**EXTRAIT DU TEXTE**
----
L'amour, la peur.
J’ai longtemps opposé l’amour à la haine, pensant que l’un était l’inverse de l’autre. J’ai longtemps pensé que l’amour consistait en une attention permanente à l’autre, qu’il.elle, devait passer avant moi. D’autres m’assuraient de l’inverse.
Souvent, nous restons quoi quand on nous demande ce qu’est l’amour, nous essayons de le définir en puisant dans notre propre expérience, mais toujours, nous restons sur notre faim, incapable de lui donner des mots, c’est qu’il est insaisissable. En cherchant à l’enfermer nous nous empêchons de le définir parce que je crois que l’amour n’est pas un état, c’est un mouvement, c’est cette force qui nous fait aller vers l’autre, et le mouvement, comme le vent, n’est pas saisissable. Son opposé n’est pas la haine mais la peur. La peur fige, prive de mouvement.
----
**TRAVAIL DEMANDÉ**
**a.** Dans le texte sur l'amour et la peur, relever chacune des caractérisations de l'amour qui suivent les mots « parce que je crois que ».
**b.** Poursuivre le texte sur l'amour et la peur à la suite de sa dernière phrase.

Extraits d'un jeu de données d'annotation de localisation
----
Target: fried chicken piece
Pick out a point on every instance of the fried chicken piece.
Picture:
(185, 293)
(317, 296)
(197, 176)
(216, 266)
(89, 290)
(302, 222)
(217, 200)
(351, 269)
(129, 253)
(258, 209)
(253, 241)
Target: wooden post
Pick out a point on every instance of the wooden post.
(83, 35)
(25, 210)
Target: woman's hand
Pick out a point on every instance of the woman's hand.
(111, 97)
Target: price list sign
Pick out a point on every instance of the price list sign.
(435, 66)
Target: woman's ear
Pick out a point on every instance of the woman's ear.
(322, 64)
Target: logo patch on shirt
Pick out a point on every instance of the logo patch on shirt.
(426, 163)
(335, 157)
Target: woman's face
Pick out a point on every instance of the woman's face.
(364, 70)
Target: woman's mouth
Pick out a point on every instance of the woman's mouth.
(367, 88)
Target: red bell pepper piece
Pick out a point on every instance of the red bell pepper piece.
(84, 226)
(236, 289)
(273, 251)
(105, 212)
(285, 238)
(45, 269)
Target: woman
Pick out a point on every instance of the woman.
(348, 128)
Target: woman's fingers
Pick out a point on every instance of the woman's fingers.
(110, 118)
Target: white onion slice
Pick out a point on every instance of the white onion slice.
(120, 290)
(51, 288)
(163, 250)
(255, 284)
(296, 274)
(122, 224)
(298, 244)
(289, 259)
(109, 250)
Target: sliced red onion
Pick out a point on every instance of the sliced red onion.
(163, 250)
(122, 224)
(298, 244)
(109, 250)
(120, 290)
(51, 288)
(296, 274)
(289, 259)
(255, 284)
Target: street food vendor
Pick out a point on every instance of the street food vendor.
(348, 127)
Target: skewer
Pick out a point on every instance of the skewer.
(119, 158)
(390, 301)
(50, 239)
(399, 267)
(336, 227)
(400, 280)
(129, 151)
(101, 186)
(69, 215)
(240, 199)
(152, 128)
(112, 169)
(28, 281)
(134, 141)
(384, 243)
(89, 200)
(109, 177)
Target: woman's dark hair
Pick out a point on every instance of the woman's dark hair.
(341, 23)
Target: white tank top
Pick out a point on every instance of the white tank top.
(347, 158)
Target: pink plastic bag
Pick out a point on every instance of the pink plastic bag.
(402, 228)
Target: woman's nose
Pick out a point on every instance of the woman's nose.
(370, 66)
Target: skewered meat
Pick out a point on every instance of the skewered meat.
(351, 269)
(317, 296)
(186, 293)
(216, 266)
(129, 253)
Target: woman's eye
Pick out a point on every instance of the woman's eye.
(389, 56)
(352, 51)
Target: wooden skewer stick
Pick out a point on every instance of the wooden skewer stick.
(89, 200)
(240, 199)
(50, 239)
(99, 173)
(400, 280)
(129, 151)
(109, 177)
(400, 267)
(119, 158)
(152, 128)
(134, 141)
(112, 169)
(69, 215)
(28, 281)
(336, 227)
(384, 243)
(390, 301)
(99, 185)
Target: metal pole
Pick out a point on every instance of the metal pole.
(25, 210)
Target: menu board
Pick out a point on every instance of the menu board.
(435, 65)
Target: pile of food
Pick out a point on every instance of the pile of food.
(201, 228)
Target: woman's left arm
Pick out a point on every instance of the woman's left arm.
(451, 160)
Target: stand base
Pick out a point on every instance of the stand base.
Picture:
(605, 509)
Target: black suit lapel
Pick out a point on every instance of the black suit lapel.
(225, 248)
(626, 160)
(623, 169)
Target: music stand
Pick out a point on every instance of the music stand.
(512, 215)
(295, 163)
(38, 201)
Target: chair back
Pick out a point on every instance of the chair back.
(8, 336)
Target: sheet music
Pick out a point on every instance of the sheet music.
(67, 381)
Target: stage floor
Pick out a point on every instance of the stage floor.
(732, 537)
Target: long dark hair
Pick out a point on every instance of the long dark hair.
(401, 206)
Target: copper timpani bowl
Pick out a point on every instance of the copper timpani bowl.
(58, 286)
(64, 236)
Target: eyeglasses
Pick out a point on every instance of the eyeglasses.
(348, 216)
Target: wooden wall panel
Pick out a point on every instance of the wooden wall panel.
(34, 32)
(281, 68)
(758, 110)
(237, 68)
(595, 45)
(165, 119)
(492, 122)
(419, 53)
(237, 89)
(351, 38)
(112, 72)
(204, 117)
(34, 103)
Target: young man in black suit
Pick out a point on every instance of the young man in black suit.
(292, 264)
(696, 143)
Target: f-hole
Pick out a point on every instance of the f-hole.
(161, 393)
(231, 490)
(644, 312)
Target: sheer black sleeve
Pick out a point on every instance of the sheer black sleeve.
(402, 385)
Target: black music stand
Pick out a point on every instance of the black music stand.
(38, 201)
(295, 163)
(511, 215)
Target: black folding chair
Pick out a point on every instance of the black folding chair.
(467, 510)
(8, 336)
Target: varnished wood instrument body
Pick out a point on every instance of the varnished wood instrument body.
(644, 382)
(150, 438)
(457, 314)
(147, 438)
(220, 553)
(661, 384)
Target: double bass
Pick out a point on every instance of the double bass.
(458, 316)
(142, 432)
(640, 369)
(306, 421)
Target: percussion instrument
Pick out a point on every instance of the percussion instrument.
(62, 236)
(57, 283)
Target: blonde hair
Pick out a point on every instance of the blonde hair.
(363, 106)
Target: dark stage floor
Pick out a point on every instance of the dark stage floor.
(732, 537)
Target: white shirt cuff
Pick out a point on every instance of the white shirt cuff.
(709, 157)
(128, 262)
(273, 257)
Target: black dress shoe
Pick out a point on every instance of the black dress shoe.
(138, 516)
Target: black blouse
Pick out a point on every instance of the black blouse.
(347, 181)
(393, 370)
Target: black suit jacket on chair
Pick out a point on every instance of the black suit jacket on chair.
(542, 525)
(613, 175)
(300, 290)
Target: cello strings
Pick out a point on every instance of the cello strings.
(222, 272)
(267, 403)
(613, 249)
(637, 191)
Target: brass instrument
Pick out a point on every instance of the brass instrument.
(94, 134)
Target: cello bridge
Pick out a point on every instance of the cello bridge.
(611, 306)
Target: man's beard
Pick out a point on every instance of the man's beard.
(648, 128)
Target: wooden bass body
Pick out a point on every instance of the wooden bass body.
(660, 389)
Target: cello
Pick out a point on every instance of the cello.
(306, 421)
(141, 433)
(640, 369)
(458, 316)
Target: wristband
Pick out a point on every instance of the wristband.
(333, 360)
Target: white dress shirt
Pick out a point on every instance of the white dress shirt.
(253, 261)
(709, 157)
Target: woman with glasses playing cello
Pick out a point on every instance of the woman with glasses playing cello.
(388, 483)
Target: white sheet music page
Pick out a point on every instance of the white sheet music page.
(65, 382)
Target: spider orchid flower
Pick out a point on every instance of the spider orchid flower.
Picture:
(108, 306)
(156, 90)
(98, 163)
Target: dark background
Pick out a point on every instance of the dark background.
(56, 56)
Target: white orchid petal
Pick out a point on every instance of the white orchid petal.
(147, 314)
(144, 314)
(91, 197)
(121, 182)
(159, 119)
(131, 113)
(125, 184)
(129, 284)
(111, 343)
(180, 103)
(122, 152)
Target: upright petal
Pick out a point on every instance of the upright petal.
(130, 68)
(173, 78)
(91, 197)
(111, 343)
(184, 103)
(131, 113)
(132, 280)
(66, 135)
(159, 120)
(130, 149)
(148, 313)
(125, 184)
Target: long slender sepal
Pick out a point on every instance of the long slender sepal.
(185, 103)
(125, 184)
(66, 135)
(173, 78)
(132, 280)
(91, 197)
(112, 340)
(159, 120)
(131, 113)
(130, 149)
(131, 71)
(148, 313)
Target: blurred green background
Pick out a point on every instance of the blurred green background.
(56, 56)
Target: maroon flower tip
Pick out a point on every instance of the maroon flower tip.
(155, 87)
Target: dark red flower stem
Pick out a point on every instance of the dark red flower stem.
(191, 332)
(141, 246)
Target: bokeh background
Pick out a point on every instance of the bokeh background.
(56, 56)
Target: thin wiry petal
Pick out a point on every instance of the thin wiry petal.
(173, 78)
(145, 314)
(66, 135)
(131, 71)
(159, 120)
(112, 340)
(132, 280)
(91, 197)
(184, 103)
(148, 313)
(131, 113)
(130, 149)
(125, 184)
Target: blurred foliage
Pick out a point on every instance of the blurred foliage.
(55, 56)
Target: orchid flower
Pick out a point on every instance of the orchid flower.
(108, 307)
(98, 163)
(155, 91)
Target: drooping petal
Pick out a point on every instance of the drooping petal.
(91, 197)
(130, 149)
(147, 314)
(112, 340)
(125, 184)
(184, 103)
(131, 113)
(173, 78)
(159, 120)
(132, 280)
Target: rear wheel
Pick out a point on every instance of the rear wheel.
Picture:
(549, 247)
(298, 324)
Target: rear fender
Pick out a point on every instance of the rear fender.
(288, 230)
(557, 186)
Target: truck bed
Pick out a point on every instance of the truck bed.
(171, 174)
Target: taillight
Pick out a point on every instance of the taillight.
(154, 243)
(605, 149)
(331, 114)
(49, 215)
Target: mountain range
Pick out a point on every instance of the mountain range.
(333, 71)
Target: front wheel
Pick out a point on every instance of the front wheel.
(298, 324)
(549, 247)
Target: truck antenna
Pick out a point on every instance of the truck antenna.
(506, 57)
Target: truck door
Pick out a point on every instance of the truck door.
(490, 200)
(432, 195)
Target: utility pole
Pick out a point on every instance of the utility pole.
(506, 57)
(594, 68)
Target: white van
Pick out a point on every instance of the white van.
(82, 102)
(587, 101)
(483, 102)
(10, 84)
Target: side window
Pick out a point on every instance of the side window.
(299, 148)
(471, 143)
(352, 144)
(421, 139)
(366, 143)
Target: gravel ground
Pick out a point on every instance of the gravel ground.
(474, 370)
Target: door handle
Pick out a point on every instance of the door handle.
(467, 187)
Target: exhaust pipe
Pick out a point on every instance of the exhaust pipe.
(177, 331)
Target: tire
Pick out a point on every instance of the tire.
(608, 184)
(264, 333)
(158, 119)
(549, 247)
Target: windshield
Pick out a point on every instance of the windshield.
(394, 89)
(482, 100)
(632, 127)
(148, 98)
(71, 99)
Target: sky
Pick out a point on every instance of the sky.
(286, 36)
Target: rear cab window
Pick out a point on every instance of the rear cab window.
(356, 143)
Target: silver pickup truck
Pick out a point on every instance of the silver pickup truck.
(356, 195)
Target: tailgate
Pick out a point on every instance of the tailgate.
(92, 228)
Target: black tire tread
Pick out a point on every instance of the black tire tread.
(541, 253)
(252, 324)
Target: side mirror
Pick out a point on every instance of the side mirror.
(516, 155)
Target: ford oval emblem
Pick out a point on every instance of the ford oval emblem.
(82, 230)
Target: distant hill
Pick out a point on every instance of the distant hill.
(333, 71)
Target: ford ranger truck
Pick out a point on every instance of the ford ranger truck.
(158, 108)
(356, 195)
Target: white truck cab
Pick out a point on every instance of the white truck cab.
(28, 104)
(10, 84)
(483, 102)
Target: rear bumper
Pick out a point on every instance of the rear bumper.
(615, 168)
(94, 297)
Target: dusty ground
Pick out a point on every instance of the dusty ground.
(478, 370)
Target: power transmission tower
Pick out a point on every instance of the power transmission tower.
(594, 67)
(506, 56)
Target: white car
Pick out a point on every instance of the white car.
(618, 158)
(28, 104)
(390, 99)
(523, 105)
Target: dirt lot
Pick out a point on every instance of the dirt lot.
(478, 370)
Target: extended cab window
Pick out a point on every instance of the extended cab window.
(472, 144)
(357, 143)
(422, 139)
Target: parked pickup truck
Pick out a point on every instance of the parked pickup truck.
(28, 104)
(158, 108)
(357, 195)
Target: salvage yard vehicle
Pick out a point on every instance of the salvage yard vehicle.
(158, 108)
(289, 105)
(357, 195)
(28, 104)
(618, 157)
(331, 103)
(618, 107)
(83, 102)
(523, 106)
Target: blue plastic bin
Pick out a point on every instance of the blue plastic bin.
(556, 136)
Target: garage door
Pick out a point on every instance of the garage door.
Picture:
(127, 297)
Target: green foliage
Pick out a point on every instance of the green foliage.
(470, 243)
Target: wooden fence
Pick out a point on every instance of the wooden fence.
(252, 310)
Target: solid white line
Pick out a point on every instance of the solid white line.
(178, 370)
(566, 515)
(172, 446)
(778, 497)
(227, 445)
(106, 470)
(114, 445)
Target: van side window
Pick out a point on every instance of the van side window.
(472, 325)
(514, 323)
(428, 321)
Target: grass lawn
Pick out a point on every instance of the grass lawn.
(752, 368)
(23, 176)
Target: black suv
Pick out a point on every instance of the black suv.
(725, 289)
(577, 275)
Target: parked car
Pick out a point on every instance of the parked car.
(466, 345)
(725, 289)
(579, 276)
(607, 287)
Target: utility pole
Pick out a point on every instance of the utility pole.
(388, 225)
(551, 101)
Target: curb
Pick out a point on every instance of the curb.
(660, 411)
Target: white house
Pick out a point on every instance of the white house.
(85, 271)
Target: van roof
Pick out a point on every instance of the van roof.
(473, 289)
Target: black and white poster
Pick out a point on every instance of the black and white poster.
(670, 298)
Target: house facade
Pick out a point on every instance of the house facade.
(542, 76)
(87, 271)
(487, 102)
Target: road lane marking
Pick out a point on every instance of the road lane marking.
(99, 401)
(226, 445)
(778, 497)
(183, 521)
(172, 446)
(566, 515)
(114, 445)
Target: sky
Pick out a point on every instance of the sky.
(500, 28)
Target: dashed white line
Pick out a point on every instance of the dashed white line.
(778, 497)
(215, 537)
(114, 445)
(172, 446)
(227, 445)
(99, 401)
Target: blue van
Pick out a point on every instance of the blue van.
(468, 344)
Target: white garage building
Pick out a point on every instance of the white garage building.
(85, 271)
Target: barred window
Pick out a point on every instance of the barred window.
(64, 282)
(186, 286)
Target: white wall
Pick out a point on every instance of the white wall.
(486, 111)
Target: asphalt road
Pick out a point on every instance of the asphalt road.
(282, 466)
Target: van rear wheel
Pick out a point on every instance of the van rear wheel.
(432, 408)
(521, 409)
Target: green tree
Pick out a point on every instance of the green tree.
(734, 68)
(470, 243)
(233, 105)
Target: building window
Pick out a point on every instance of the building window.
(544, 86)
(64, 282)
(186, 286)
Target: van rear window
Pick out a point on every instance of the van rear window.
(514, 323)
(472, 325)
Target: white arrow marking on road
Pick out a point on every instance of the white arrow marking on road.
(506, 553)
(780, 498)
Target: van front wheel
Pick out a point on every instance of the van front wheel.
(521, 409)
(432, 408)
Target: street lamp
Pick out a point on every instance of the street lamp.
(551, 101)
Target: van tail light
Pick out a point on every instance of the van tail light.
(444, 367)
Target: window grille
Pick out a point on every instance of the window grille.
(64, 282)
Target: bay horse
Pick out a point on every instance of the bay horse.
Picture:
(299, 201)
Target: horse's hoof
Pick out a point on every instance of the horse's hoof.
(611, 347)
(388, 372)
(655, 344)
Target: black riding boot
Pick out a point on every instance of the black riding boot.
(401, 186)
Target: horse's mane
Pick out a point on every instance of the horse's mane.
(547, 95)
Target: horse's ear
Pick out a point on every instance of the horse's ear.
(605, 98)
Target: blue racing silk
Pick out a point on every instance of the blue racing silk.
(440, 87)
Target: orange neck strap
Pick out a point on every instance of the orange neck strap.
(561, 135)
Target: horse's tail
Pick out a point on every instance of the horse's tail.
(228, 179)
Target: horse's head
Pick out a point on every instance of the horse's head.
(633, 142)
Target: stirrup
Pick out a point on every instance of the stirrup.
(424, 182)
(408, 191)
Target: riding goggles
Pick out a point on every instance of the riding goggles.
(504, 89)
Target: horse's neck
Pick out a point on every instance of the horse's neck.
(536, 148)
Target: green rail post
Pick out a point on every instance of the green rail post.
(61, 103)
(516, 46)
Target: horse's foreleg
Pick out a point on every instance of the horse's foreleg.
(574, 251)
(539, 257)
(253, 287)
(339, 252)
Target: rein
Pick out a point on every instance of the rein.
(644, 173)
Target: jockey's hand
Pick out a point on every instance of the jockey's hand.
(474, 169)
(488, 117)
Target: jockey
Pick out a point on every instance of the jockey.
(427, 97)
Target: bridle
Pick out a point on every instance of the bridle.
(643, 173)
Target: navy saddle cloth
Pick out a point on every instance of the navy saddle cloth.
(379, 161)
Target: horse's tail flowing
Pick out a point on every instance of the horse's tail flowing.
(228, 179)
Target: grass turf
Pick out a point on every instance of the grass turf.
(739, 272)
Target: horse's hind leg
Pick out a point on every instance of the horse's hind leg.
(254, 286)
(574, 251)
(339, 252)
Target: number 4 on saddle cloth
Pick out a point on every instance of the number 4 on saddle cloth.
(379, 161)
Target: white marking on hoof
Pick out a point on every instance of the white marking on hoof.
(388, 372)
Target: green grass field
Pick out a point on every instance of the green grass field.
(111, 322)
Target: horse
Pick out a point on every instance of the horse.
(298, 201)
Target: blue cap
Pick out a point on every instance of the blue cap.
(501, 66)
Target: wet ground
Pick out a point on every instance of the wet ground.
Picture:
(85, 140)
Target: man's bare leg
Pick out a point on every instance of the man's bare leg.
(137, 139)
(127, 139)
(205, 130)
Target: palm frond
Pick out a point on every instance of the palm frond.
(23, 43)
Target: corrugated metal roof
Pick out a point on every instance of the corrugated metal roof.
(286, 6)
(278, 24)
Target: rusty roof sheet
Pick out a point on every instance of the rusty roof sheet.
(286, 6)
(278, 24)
----
**RÉSULTATS PAR TÂCHE**
**a.**
- l'amour n'est pas un état
- c'est un mouvement
- c'est cette force qui nous fait aller vers l'autre

**b.**
Dans les couples, j’entends souvent qu’il faut « trouver un équilibre » entre l’un et l’autre, mais là encore, l’équilibre ne peut être figé. L’équilibre sans mouvement c’est la mort. Quand nous marchons, nous sommes constamment en équilibre et pourtant jamais arrêté.es. C’est précisément la suite de déséquilibres constants qui font que nous restons debout. L’amour est de même : une suite continue de déséquilibres entre moi et l’autre. Mais pas ceux qui font basculer dans la colère ou l’emprisonnement, ceux qui forment une danse. Pas celle où l’un ou l’autre s’appuie sur l’autre, mais une danse où l’un.e et l’autre acceptent de tomber, de retenir, d’être là, bien présent.es à soi et à l’autre. L’amour est le même mouvement que la vie.
En accompagnement, les psys, les hypnos, disent souvent de leur métier qu’il consiste à remettre en mouvement ce qui est figé, de remettre de la vie dans ce qui est inerte. Tout ce qui est devenu automatique est inerte, mécanique, machinal et donc désincarné : les addictions, les comportements que nous ne questionnons plus, la dépression qui nous éteint, la peau qui se cache sous des plaques, l’excès de poids qui nous ralenti, tout ceci est une rupture d’équilibre, un amour qui ne peut plus s’exprimer ou qui ne sait plus être totalement apprécié, une peur qui a fini par l’emporter … pour le moment.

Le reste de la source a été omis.